Records taken from a dataset:

+ + + + + + +

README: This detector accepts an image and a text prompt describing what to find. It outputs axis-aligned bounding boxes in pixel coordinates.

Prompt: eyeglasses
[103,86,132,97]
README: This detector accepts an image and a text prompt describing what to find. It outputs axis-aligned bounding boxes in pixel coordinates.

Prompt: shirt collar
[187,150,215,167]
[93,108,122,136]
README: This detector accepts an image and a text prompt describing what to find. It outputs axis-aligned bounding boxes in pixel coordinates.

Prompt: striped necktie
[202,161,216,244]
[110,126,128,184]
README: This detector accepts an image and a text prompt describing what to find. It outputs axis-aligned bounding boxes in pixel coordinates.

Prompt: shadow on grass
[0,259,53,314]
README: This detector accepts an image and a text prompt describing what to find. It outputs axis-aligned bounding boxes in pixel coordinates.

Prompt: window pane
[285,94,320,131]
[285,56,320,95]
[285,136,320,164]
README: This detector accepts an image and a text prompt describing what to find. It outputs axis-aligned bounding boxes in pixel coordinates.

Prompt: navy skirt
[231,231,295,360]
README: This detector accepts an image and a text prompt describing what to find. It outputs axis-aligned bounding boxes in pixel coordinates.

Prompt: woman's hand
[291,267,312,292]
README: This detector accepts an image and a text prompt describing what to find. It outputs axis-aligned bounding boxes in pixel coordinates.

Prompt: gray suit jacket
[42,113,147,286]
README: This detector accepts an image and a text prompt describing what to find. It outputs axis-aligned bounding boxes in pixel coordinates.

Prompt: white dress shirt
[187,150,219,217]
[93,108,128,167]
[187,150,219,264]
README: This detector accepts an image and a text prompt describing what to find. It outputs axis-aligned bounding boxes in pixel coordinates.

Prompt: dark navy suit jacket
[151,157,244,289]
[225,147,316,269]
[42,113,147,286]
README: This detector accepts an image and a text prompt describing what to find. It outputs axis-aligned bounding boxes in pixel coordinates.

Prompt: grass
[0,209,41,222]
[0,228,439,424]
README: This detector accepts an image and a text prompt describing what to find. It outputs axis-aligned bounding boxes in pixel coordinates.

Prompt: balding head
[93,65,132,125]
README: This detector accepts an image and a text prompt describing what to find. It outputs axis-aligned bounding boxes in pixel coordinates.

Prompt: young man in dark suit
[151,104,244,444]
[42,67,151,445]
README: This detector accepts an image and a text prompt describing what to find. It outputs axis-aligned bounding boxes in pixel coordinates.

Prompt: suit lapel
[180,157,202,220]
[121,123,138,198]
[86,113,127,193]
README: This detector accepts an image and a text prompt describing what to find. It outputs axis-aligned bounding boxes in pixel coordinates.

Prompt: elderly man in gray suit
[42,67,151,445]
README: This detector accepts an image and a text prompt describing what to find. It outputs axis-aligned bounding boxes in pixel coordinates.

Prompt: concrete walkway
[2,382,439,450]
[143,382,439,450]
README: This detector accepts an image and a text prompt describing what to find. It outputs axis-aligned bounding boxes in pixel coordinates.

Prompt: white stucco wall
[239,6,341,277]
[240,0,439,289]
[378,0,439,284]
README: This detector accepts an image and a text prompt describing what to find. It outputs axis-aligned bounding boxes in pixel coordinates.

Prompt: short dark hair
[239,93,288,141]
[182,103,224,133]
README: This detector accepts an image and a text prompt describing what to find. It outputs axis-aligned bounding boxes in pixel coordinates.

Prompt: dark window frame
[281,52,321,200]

+ + + + + + +

| WHAT THE TASK ASKS |
Copy out the stretch of material from its very start through the line containing "[0,259,53,314]", including both ends, and nothing more.

| EXERCISE RESPONSE |
README: This detector accepts an image and a text prompt describing what to find. It outputs axis-aligned bounding boxes in pixel coordinates.

Prompt: eyeglasses
[103,86,132,97]
README: This detector accepts an image and a text prompt describing what to find. It outputs axis-aligned bounding boxes in pixel coordinates.

Prompt: shirt collar
[187,150,215,167]
[93,108,122,136]
README: This detector accepts an image and a text prompt describing what to find. It outputs axis-aligned bounding boxes in pixel coordinates.

Prompt: striped necktie
[202,161,216,244]
[110,126,128,184]
README: This detector accepts an image and a text prompt describing what to find. It outputs axis-aligned bounding boxes in pixel coordinates.

Prompt: shadow on grass
[0,259,53,314]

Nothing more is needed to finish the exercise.